*AIM OF THE EXERCISE*. Present all of the rows below as a Markdown table with two columns, No. and Text, giving each non-blank line its own number and omitting blank lines. Leave the pictures out of your answer.

-------- RECORDS FOR THE TASK

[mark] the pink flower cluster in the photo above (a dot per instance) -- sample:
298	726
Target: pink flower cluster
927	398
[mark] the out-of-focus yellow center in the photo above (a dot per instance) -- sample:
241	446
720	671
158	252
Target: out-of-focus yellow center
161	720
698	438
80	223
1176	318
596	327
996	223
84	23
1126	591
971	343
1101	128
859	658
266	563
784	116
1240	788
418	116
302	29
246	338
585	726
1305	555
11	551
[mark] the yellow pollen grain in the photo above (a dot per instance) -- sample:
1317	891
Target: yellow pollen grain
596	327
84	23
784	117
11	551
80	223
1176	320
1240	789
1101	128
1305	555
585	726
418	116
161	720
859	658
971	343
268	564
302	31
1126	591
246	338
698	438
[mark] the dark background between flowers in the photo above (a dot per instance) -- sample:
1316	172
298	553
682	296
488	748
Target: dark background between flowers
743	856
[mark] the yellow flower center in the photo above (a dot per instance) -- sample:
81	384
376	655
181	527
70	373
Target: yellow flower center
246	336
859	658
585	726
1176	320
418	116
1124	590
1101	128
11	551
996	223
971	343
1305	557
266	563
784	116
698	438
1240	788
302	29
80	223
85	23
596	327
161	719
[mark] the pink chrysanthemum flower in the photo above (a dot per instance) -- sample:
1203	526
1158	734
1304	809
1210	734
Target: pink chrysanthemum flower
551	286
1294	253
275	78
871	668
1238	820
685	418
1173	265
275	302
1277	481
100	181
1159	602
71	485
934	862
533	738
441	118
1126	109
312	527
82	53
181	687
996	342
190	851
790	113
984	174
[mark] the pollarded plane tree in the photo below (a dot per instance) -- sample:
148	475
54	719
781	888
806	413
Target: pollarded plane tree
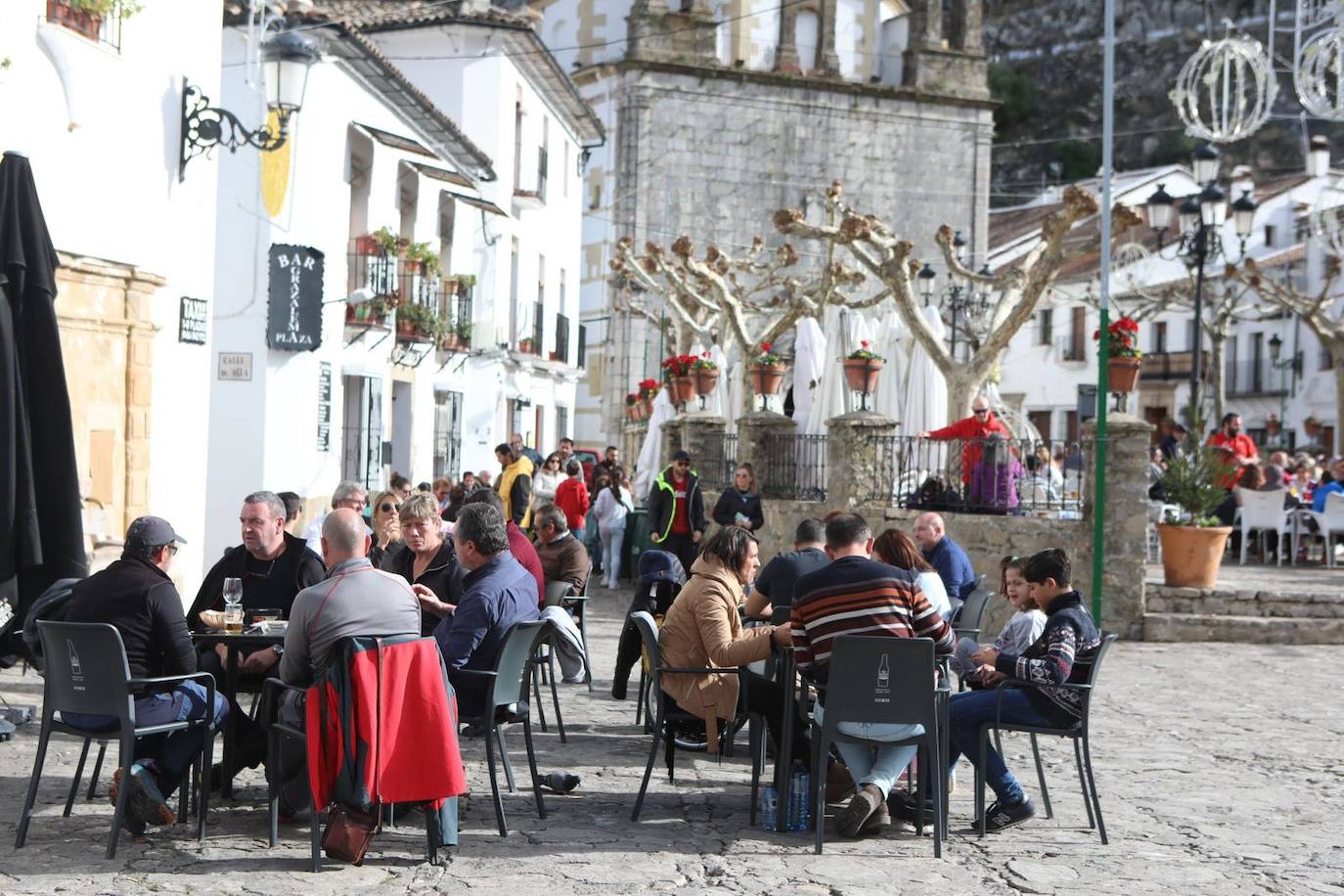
746	299
1016	289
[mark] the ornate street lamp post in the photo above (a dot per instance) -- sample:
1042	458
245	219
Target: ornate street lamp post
1197	240
287	57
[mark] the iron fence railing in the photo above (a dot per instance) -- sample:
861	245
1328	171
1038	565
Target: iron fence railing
980	475
718	457
793	468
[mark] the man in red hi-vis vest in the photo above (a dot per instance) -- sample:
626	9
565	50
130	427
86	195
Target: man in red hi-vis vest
974	428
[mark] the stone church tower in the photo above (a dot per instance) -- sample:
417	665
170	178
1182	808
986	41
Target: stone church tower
719	112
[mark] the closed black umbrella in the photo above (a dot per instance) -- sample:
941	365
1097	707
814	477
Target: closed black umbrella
40	531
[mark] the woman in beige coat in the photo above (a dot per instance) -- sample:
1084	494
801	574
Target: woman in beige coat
703	629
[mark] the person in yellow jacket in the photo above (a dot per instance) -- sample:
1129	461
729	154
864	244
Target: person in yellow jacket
515	485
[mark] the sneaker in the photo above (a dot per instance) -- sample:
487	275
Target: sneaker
147	799
999	816
865	803
902	805
839	784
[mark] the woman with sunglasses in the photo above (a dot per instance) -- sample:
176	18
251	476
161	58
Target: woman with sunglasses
387	528
546	481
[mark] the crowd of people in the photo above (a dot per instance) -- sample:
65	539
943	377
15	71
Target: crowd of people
841	579
1305	478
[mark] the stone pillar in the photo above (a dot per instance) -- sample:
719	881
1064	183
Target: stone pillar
140	337
859	457
967	25
786	57
829	61
1125	514
765	441
701	437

----------------

*FINISHED TASK*.
| No. | Text |
|---|---|
| 1 | [mark] the pink flower cluster in the photo above (a dot per instance) -- sample: |
| 2 | 298	726 |
| 3 | Target: pink flower cluster |
| 4 | 927	398 |
| 5 | [mark] the out-of-focus yellow center in the photo above (a dot per instance) -- sample: |
| 6 | 241	446 |
| 7 | 720	671 |
| 8 | 158	252 |
| 9 | Target: out-of-focus yellow center |
| 10 | 161	720 |
| 11 | 698	438 |
| 12 | 80	223 |
| 13 | 1176	318 |
| 14 | 596	327 |
| 15 | 996	223 |
| 16 | 84	23 |
| 17 | 1126	591 |
| 18 | 971	343 |
| 19 | 1101	128 |
| 20 | 859	658 |
| 21 | 266	563 |
| 22 | 784	116 |
| 23 | 1240	788 |
| 24 | 418	116 |
| 25 | 302	29 |
| 26 | 246	338 |
| 27 | 585	726 |
| 28 | 1305	555 |
| 29 | 11	551 |
| 30 | [mark] the yellow pollen grain in the photo above (a dot per instance) -- sample: |
| 31 | 1317	891 |
| 32 | Target: yellow pollen grain |
| 33 | 596	327 |
| 34 | 84	23 |
| 35 | 784	117 |
| 36 | 11	551 |
| 37 | 80	223 |
| 38 | 1176	320 |
| 39 | 1240	789 |
| 40 | 1101	128 |
| 41 | 1305	555 |
| 42 | 585	726 |
| 43 | 418	116 |
| 44 | 161	720 |
| 45 | 859	658 |
| 46 | 971	343 |
| 47 | 268	564 |
| 48 | 302	31 |
| 49 | 1126	591 |
| 50 | 246	338 |
| 51 | 698	438 |
| 52 | [mark] the dark background between flowers in the photo above (a dot per instance) -- sample: |
| 53 | 1316	172 |
| 54 | 298	553 |
| 55 | 682	296 |
| 56 | 488	748 |
| 57 | Target: dark background between flowers |
| 58 | 743	856 |
| 59 | [mark] the yellow flower center in the photo above (a dot per instance) -- sample: |
| 60 | 81	384 |
| 61 | 376	655 |
| 62 | 181	527 |
| 63 | 70	373 |
| 64 | Target: yellow flower center |
| 65 | 246	336 |
| 66 | 859	658 |
| 67 | 585	726 |
| 68 | 1176	320 |
| 69 | 418	116 |
| 70 | 1124	590 |
| 71 | 1101	128 |
| 72 | 11	551 |
| 73 | 996	223 |
| 74 | 971	343 |
| 75 | 1305	557 |
| 76 | 266	563 |
| 77 | 784	116 |
| 78 | 698	438 |
| 79 | 1240	788 |
| 80 | 302	29 |
| 81 | 80	223 |
| 82 | 85	23 |
| 83 | 596	327 |
| 84 | 161	719 |
| 85 | [mark] the pink chrysanthemum flower in the photo above (a dot per instance) -- sample: |
| 86 | 1203	526 |
| 87 | 1158	734 |
| 88 | 1304	809 |
| 89 | 1210	734 |
| 90 | Target: pink chrysanthemum flower |
| 91 | 551	286 |
| 92 | 1294	253 |
| 93 | 275	78 |
| 94 | 871	668 |
| 95 | 1238	820 |
| 96 | 685	418 |
| 97 | 1173	265 |
| 98 | 275	302 |
| 99 | 1277	481 |
| 100 | 100	181 |
| 101 | 1159	602 |
| 102 | 71	485 |
| 103 | 934	862 |
| 104 | 533	738 |
| 105 | 441	118 |
| 106 | 1126	109 |
| 107 | 312	527 |
| 108 | 82	53 |
| 109 | 181	687 |
| 110 | 996	342 |
| 111 | 190	851 |
| 112 | 790	113 |
| 113 | 984	174 |
| 114 | [mark] the pollarded plane tree in the photo below (a dot per instance) -- sample: |
| 115 | 148	475 |
| 116 | 54	719 |
| 117 | 781	888 |
| 118 | 806	413 |
| 119 | Target: pollarded plane tree |
| 120 | 746	299 |
| 121 | 1016	289 |
| 122 | [mark] the ornate street lamp post in the photo above (a dot per instance) -- sample: |
| 123 | 1042	458 |
| 124 | 245	219 |
| 125 | Target: ornate street lamp post |
| 126 | 1197	240 |
| 127 | 287	57 |
| 128 | [mark] the iron fence railing in the photo above (a dot per instance) -- sample: |
| 129 | 861	245 |
| 130 | 1328	171 |
| 131 | 1038	565 |
| 132 | Target: iron fence railing |
| 133 | 980	475 |
| 134 | 718	457 |
| 135 | 793	468 |
| 136 | [mark] the man in red hi-vis vest in the photo above (a dot per instance) -- sample: |
| 137 | 626	9 |
| 138 | 565	50 |
| 139 | 130	427 |
| 140 | 86	195 |
| 141 | Target: man in red hi-vis vest |
| 142 | 974	428 |
| 143 | [mark] the stone church tower in the photo above (a dot per instance) -- sample: |
| 144 | 417	665 |
| 145 | 170	178 |
| 146 | 1182	808 |
| 147 | 986	41 |
| 148 | Target: stone church tower |
| 149 | 719	112 |
| 150 | [mark] the closed black umbrella in the photo above (a dot per instance) -- sample: |
| 151 | 941	365 |
| 152 | 1097	707 |
| 153 | 814	477 |
| 154 | Target: closed black umbrella |
| 155 | 40	531 |
| 156 | [mark] the woman in beige coat in the photo above (a dot per instance) -- sample: |
| 157 | 1084	494 |
| 158 | 801	574 |
| 159 | Target: woman in beige coat |
| 160 | 703	629 |
| 161 | [mark] the person in yellow jacket in the photo above (a dot per instance) -- sample: |
| 162 | 1129	461 |
| 163 | 729	154 |
| 164 | 864	244 |
| 165 | Target: person in yellow jacket |
| 166 | 515	485 |
| 167 | [mark] the sneaker in the photo above (a dot per instance) -- sample: |
| 168 | 487	275 |
| 169 | Target: sneaker |
| 170 | 147	799 |
| 171 | 999	816 |
| 172 | 865	803 |
| 173 | 902	805 |
| 174 | 839	784 |
| 175 | [mark] the woman with sunglasses in the photo above (a dot per instance) -- sample: |
| 176 | 176	18 |
| 177 | 251	476 |
| 178 | 161	58 |
| 179 | Target: woman with sunglasses |
| 180 | 387	528 |
| 181 | 546	481 |
| 182 | [mark] the crowd of people in the photo above (a dot per instance) -- sample: |
| 183 | 65	539 |
| 184 | 943	377 |
| 185 | 15	71 |
| 186 | Target: crowd of people |
| 187 | 841	579 |
| 188 | 1305	478 |
| 189 | [mark] the stone pillar in the photo above (a dot per instance) -- sample: |
| 190 | 719	881 |
| 191 | 1064	183 |
| 192 | Target: stone pillar |
| 193 | 140	337 |
| 194 | 859	457 |
| 195 | 967	25 |
| 196 | 786	57 |
| 197 | 829	61 |
| 198 | 1125	514 |
| 199 | 765	441 |
| 200 | 701	437 |